Chapter 9

Early—middle—late

Critics and historians have long divided Beethoven’s music into three stylistic periods—early, middle, and late—in an attempt to trace the trajectory of his output in its broadest terms. This tripartite scheme has its advantages and limitations, for it shapes how we hear the music in ways that are sometimes helpful, sometimes not.

The dividing lines that separate the three periods have varied considerably over the years. This in itself is a good reminder of their inherently arbitrary nature. The consensus nowadays aligns them with two major moments of crisis in the composer’s life, the first coinciding with the Heiligenstadt Testament (late 1802), the second with the end of the affair with the Immortal Beloved (late 1812), which led to a temporary decline in both the quantity and quality of music produced over the next two years. It was around 1815 that Beethoven seems to have found renewed energy and began to write in what is now considered his “late” style.
====
### Work instruction 1
In the chapter on Beethoven's three stylistic periods, why does the changing placement of the dividing lines matter?
### Work instruction 2
Collect every line of the records that contains the word "positive".
====
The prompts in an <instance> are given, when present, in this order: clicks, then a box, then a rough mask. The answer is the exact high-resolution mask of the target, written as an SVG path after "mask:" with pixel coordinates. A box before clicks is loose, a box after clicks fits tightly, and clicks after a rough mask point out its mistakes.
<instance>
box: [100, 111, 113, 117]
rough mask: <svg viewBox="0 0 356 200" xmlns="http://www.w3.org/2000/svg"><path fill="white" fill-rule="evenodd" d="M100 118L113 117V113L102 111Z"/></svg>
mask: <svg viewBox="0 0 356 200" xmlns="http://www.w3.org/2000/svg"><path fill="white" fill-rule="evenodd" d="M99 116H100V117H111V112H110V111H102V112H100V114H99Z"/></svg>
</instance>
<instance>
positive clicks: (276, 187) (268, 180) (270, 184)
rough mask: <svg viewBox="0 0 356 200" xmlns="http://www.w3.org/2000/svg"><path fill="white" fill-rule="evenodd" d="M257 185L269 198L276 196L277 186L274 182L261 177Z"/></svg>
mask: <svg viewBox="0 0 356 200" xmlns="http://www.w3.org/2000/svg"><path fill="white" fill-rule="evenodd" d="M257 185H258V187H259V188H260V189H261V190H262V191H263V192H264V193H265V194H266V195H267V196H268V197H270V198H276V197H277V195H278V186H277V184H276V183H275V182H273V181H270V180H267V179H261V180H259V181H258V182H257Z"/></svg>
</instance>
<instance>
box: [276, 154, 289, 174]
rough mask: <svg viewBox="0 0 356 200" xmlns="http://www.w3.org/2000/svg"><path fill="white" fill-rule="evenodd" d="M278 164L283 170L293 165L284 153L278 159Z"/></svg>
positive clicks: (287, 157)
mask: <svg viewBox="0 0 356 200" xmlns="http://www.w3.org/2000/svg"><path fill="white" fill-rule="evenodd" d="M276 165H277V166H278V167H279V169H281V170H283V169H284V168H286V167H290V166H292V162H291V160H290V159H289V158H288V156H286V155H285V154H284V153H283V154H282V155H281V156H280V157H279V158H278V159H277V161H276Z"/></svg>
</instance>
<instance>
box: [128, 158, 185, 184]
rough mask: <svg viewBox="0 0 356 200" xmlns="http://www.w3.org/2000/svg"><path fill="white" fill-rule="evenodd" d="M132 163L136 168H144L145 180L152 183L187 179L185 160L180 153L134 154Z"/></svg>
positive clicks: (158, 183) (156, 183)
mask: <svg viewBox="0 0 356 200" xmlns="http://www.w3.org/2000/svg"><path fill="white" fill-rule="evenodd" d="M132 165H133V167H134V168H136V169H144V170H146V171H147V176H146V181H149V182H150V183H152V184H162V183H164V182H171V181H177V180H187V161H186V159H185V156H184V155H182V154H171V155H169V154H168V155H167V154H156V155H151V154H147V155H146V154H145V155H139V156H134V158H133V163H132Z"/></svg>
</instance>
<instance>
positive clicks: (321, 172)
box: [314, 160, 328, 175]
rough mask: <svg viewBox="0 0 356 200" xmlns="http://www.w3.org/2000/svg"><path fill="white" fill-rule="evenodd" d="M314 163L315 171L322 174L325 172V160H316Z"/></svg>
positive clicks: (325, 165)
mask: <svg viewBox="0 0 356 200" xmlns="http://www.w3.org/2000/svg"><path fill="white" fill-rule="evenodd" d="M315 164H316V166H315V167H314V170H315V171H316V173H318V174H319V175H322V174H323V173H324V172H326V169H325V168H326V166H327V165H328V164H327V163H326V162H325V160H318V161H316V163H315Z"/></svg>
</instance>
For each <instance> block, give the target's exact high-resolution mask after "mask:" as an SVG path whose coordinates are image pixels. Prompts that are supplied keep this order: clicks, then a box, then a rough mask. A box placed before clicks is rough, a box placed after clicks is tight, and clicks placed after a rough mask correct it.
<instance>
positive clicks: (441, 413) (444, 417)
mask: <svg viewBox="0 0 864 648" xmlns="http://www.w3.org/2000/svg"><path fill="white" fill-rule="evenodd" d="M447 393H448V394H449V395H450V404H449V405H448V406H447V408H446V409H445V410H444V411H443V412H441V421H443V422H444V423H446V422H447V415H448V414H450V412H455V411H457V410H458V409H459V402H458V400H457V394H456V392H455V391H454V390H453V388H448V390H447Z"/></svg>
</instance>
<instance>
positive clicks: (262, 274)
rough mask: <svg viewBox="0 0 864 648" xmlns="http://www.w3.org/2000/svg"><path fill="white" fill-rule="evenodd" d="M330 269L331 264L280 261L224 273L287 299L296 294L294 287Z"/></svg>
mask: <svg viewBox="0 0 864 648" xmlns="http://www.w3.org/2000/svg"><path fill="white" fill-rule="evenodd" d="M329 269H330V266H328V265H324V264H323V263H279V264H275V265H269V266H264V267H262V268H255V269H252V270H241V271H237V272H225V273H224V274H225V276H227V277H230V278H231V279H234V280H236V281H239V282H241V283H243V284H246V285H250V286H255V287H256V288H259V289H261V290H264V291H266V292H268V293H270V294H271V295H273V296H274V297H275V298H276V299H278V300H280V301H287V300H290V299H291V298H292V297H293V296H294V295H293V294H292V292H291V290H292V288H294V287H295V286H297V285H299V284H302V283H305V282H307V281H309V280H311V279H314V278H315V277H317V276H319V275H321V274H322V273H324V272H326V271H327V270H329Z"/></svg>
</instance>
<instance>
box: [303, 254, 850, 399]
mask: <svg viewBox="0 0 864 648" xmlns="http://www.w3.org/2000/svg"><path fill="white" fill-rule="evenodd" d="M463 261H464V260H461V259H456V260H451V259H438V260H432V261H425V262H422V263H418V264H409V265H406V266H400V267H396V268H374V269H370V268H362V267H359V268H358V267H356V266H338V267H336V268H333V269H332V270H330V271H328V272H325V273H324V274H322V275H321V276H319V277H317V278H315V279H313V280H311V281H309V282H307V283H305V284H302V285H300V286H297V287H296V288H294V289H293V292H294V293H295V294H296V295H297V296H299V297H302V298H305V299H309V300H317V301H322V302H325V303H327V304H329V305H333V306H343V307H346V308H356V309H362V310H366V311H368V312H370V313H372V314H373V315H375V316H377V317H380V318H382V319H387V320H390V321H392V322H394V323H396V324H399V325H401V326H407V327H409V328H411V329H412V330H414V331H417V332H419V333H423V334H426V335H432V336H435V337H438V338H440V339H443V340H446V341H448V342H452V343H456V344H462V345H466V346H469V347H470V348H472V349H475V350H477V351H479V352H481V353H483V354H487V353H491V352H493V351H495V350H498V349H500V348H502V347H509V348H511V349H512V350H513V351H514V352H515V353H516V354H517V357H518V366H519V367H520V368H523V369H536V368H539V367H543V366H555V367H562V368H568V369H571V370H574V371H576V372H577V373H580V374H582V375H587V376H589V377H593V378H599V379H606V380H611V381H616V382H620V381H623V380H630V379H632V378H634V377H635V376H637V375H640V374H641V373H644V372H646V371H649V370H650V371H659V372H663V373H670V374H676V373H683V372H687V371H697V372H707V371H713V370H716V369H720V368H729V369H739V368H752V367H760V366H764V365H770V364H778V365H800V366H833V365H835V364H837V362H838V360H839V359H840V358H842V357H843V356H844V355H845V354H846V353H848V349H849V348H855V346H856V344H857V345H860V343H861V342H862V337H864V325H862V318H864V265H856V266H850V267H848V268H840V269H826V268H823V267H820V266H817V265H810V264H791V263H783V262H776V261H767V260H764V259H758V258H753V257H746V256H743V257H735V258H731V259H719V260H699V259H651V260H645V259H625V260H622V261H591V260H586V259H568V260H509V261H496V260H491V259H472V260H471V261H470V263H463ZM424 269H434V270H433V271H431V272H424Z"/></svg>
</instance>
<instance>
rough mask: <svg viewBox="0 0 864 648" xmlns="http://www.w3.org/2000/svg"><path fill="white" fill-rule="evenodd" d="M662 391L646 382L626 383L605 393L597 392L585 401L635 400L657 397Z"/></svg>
====
### Your solution 1
The lines separating the periods have varied considerably over the years. That variation shows that the divisions are inherently arbitrary.

### Your solution 2
positive clicks: (276, 187) (268, 180) (270, 184)
positive clicks: (287, 157)
positive clicks: (158, 183) (156, 183)
positive clicks: (321, 172)
positive clicks: (325, 165)
positive clicks: (441, 413) (444, 417)
positive clicks: (262, 274)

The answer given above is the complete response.